-- start Source material --
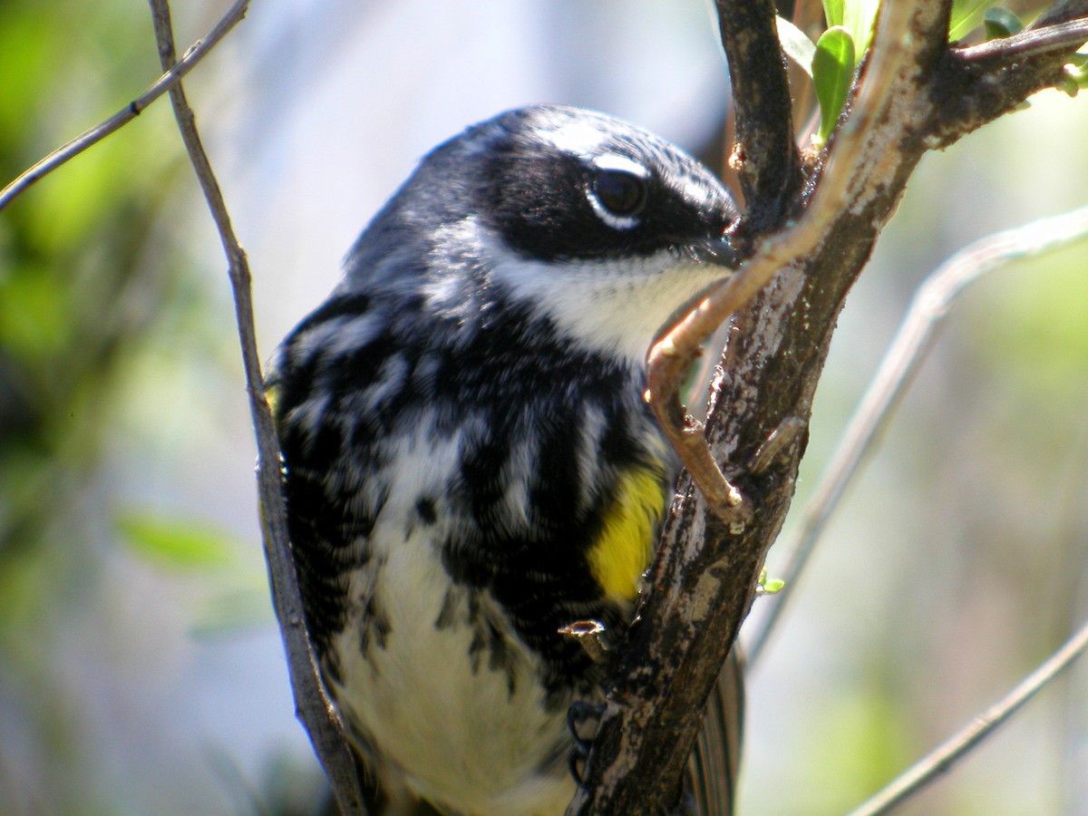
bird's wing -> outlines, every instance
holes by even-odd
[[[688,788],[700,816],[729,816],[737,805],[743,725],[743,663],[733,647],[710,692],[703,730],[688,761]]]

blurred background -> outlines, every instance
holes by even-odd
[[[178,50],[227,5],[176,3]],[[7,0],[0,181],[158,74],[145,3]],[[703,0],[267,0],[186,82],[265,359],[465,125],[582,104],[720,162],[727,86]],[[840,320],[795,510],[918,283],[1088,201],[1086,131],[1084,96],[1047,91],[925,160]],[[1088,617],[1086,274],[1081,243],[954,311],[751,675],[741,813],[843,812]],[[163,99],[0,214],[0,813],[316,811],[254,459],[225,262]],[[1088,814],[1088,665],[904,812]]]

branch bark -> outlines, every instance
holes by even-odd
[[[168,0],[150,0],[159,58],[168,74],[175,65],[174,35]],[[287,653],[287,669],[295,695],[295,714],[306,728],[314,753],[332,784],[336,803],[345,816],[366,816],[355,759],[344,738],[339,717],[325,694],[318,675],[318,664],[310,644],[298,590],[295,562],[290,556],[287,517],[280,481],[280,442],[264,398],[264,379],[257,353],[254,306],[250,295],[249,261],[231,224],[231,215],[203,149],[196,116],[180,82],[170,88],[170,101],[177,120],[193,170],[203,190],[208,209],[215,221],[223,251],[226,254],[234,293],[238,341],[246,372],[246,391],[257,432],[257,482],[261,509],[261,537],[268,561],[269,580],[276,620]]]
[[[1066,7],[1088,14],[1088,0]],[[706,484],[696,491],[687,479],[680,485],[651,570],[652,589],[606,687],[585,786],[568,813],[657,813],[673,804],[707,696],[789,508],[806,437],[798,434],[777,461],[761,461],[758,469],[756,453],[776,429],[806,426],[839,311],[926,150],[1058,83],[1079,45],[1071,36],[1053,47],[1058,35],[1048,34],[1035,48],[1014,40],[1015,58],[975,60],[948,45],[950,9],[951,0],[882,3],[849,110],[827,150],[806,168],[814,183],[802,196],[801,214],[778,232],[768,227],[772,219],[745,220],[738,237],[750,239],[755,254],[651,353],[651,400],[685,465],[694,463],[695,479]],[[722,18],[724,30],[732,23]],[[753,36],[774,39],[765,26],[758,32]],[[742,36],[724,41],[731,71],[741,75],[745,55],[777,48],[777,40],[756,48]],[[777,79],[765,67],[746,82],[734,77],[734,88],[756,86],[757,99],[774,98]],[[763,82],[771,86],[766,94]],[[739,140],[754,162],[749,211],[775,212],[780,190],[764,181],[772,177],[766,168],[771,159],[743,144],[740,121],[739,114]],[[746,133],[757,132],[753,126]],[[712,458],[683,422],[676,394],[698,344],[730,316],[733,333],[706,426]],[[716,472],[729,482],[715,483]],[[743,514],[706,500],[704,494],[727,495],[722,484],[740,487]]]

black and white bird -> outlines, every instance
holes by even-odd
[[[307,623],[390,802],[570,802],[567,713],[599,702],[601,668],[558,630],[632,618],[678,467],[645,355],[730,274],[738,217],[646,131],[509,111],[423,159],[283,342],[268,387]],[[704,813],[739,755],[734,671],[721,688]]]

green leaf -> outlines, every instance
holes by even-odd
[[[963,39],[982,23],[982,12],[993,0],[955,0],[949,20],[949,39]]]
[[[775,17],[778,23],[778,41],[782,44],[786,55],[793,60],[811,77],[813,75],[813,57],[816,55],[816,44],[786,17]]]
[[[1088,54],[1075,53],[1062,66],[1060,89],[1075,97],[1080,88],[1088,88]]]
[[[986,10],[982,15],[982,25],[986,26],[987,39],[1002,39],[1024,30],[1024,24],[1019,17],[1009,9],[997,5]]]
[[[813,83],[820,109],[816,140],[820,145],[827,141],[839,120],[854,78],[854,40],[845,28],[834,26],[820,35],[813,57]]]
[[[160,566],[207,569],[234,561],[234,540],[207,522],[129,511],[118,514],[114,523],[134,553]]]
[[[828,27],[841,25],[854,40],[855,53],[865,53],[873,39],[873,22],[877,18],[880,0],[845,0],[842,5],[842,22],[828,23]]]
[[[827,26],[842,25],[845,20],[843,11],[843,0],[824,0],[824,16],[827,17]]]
-- end Source material --
Copy every line of the records above word for word, leaving out the picture lines.

bird's wing -> outlines, every instance
holes by even-odd
[[[688,788],[700,816],[729,816],[737,805],[743,725],[743,663],[733,647],[710,692],[703,730],[688,761]]]

blurred background -> outlines, every instance
holes by even-odd
[[[178,50],[227,5],[176,3]],[[7,0],[0,181],[158,74],[145,3]],[[703,0],[267,0],[186,82],[265,359],[465,125],[582,104],[720,162],[727,86]],[[840,320],[795,510],[918,283],[1088,201],[1086,131],[1084,96],[1047,91],[925,160]],[[1088,617],[1086,274],[1081,243],[954,311],[751,675],[741,813],[843,812]],[[163,99],[0,214],[0,813],[316,811],[254,459],[225,262]],[[1088,814],[1088,665],[904,812]]]

branch bark -> outlines, every instance
holes by even-odd
[[[168,0],[150,0],[159,58],[168,74],[175,65],[174,35]],[[287,653],[287,669],[295,695],[295,714],[306,728],[314,753],[332,784],[336,803],[345,816],[366,816],[355,759],[344,738],[339,717],[325,694],[318,675],[318,664],[310,644],[298,590],[295,562],[290,556],[287,517],[280,481],[280,442],[264,398],[264,379],[257,353],[254,306],[250,295],[249,261],[231,224],[231,215],[203,149],[196,116],[180,82],[170,88],[170,101],[177,120],[193,170],[203,190],[208,209],[215,221],[223,251],[226,254],[234,293],[238,341],[246,372],[246,391],[257,432],[257,482],[261,509],[261,537],[268,561],[269,580],[276,620]]]
[[[1066,7],[1088,14],[1088,0]],[[706,484],[696,491],[687,479],[680,485],[651,570],[652,589],[606,687],[585,786],[568,813],[657,813],[673,804],[707,696],[789,508],[806,437],[798,434],[777,461],[761,461],[758,469],[756,453],[776,429],[806,426],[839,311],[926,150],[1058,83],[1079,45],[1071,36],[1053,47],[1058,35],[1048,34],[1035,48],[1014,40],[1015,58],[975,60],[948,45],[950,9],[951,0],[882,3],[849,110],[827,150],[806,168],[814,183],[802,196],[801,214],[778,232],[768,227],[772,219],[745,220],[738,237],[750,239],[755,254],[651,353],[651,400],[685,465],[694,463],[695,479]],[[722,18],[724,30],[732,23]],[[753,36],[774,39],[765,26],[758,32]],[[742,36],[724,41],[731,71],[741,75],[745,55],[777,48],[777,40],[756,48]],[[777,79],[765,67],[746,82],[734,77],[734,88],[756,86],[757,99],[774,98]],[[763,82],[771,86],[766,94]],[[739,140],[754,162],[749,211],[775,212],[780,190],[764,181],[772,177],[766,168],[771,159],[743,144],[740,121],[739,114]],[[746,133],[757,132],[753,126]],[[712,458],[683,422],[676,394],[698,344],[730,316],[733,333],[706,426]],[[716,472],[729,482],[715,483]],[[743,514],[706,500],[704,494],[727,495],[722,484],[740,487]]]

black and white bird -> outlines, every instance
holes by even-odd
[[[307,623],[390,802],[570,802],[567,713],[599,702],[601,668],[558,630],[632,618],[678,467],[645,355],[730,274],[738,217],[646,131],[509,111],[423,159],[283,342],[268,387]],[[704,813],[739,755],[734,671],[721,688]]]

green leaf -> outlines, every instance
holes by even-odd
[[[963,39],[982,23],[982,12],[993,0],[955,0],[949,20],[949,39]]]
[[[775,17],[778,23],[778,41],[782,44],[786,55],[793,60],[811,77],[813,75],[813,57],[816,55],[816,44],[786,17]]]
[[[1088,54],[1075,53],[1062,66],[1060,89],[1075,97],[1080,88],[1088,88]]]
[[[986,10],[982,15],[982,25],[986,26],[987,39],[1002,39],[1024,30],[1024,24],[1019,17],[1009,9],[997,5]]]
[[[813,83],[820,109],[816,140],[820,145],[827,141],[839,120],[854,78],[854,40],[845,28],[834,26],[820,35],[813,57]]]
[[[160,566],[207,569],[234,561],[234,540],[207,522],[129,511],[118,514],[114,523],[134,553]]]
[[[828,27],[841,25],[854,40],[855,53],[865,53],[873,39],[873,22],[877,18],[880,0],[845,0],[842,5],[842,22],[828,23]]]
[[[827,26],[842,25],[845,20],[843,11],[843,0],[824,0],[824,16],[827,17]]]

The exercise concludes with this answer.